■ Work task ■
I'd like the data below restated word for word, with the pictures left out.

(Data extract)

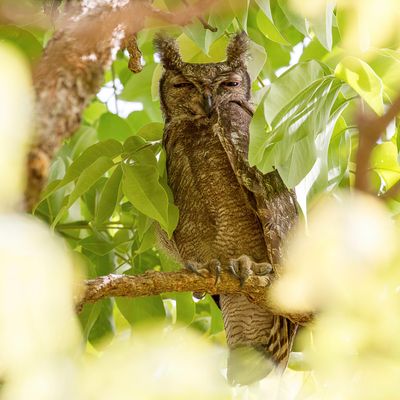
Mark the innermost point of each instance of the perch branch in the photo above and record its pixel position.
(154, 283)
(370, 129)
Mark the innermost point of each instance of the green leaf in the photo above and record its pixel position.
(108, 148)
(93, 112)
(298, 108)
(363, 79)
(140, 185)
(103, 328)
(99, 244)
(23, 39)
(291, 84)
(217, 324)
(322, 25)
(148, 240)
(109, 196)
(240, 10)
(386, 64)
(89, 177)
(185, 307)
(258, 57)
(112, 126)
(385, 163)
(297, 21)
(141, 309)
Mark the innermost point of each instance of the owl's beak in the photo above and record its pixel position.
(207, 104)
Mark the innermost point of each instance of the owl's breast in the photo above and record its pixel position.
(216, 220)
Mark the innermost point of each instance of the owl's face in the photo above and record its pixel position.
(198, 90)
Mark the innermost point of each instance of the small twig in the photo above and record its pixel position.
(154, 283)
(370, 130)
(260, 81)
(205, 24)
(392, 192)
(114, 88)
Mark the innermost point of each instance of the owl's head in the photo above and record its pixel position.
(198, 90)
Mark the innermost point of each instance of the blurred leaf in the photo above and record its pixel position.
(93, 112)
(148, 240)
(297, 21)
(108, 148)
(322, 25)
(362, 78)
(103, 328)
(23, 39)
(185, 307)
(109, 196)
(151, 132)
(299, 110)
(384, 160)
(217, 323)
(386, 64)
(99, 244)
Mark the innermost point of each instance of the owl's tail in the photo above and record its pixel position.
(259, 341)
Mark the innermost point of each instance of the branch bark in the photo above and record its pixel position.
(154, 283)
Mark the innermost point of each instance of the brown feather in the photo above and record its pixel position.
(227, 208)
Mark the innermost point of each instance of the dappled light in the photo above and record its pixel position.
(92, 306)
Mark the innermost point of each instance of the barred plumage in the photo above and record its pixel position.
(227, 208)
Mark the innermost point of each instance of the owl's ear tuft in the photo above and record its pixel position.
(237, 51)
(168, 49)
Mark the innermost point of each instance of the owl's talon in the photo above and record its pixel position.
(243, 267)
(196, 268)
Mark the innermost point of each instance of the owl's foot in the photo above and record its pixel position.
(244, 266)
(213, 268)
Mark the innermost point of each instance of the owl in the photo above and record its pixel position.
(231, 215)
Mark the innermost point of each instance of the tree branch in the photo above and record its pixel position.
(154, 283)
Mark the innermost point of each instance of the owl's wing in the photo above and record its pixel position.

(End Data extract)

■ Result below ■
Mark the innermost point of each instance of the perch branch in the photo above and record its pixel position.
(154, 283)
(370, 129)
Mark the innermost point of each instance of the green leaf in the photo above and record its pixel position.
(108, 148)
(93, 112)
(298, 108)
(363, 79)
(140, 185)
(103, 328)
(99, 244)
(23, 39)
(291, 84)
(217, 324)
(322, 25)
(148, 240)
(109, 196)
(240, 10)
(386, 64)
(89, 177)
(185, 307)
(258, 57)
(112, 126)
(385, 163)
(297, 21)
(141, 309)
Mark the innermost point of each instance of the owl's beak in the photo above and record its pixel position.
(207, 104)
Mark the innermost point of each instance of the owl's breast in the photo above and record its pixel position.
(216, 220)
Mark the innermost point of each instance of the owl's face in the photo above and record its pixel position.
(198, 90)
Mark the innermost point of each instance of the small twig in the photo above and record its pixel position.
(154, 283)
(370, 130)
(260, 81)
(205, 24)
(392, 192)
(114, 88)
Mark the innermost point of each instance of the owl's head in the photo above and record its pixel position.
(198, 90)
Mark the innermost point of each instance of the blurred leaf in the photo above and record its pixel position.
(93, 112)
(148, 240)
(297, 21)
(108, 148)
(322, 25)
(362, 78)
(103, 328)
(23, 39)
(185, 307)
(109, 196)
(151, 132)
(299, 110)
(384, 160)
(217, 323)
(386, 64)
(99, 244)
Mark the innermost point of each instance of the owl's tail in the photo above and record its pixel position.
(259, 341)
Mark the innermost point of each instance of the branch bark in the photo above and record its pixel position.
(154, 283)
Mark the innermost point of each instance of the brown feather in the photo above and record its pixel position.
(227, 208)
Mark the innermost point of each instance of the dappled light in the photo above and record its pixel position.
(92, 306)
Mark the innermost point of each instance of the barred plumage in the photo above and record its pixel position.
(227, 208)
Mark the innermost point of each instance of the owl's ear tuft in the photo above and record its pixel position.
(237, 51)
(168, 49)
Mark the innermost point of each instance of the owl's talon in the photo above and record its pixel position.
(243, 267)
(196, 268)
Mark the innermost point of each instance of the owl's foot in the photo above and record its pixel position.
(244, 266)
(213, 268)
Mark the innermost point of each instance of the owl in the photo above and record its pixel position.
(231, 215)
Mark the innermost point of each instance of the tree branch in the photo above and record its pixel position.
(154, 283)
Mark the innermost point of each instance of the owl's wing in the photo above and record its pixel position.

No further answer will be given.